──────── TEXT PROVIDED
These empty ships should be carrying Christmas over to the West. All
retailers will have already ordered their stock for the festive season
long ago. With more than 92 per cent of all goods coming into the UK by
sea, much of it should be on its way here if it is going to make it to
the shelves before Christmas.









Lights from the fleet of ships illuminate the night-time horizon





But retailers are running on very low stock levels, not only because
they expect consumer spending to be down, but also because they simply
do not have the same levels of credit that they had in the past and so
are unable to keep big stockpiles.





Stopford explains: 'Globalisation and shipping go hand in hand.
────────────────
WRITTEN TASK
In the text about empty cargo ships, what share of all goods coming into the UK arrives by sea?
──────── RECORD EXTRACTS
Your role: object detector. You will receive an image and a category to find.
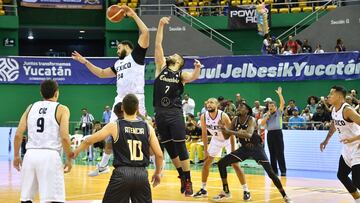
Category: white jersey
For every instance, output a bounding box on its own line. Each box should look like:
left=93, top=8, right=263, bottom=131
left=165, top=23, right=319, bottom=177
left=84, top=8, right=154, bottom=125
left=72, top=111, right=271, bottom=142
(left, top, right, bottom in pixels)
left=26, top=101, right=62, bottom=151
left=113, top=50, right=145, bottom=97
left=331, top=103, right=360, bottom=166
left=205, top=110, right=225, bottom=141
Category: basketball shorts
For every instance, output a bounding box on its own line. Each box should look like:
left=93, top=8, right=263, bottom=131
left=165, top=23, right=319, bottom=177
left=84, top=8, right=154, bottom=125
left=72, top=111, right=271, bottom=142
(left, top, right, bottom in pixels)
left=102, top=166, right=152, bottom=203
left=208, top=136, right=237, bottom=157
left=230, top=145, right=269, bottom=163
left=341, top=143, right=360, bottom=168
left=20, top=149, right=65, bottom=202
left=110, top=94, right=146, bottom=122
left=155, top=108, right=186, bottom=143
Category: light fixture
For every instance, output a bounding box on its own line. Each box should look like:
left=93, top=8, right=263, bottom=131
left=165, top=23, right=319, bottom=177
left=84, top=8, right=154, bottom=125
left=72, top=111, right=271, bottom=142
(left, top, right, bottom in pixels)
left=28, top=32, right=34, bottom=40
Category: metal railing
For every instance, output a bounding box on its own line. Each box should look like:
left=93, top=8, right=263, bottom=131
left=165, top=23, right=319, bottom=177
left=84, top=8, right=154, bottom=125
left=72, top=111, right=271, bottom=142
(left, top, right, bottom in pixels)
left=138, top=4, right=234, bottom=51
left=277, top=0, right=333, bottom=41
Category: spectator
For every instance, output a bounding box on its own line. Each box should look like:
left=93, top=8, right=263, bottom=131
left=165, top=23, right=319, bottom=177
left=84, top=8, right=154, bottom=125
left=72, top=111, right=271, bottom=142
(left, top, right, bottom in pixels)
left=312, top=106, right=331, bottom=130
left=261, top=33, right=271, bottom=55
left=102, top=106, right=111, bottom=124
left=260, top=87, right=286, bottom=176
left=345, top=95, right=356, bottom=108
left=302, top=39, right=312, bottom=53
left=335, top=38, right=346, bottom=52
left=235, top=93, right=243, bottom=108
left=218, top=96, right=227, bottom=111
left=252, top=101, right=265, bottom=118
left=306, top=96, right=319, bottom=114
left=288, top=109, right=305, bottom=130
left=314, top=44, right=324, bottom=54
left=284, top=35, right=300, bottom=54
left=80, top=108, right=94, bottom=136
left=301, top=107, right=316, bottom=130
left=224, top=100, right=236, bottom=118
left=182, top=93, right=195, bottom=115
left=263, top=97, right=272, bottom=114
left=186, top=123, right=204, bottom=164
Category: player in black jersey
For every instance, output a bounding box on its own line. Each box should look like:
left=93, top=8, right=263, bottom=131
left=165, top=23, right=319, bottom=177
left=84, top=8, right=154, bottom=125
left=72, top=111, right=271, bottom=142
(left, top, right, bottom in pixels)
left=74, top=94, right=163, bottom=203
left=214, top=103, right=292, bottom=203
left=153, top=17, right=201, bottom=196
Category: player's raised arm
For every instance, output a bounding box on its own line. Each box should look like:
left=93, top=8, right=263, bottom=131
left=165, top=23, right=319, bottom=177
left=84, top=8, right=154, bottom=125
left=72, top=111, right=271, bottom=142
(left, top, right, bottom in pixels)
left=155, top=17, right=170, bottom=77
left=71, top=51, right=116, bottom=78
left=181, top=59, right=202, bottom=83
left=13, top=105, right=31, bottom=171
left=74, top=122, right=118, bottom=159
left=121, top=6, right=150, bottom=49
────────────────
SOLUTION TO THE PROBLEM
More than 92 percent.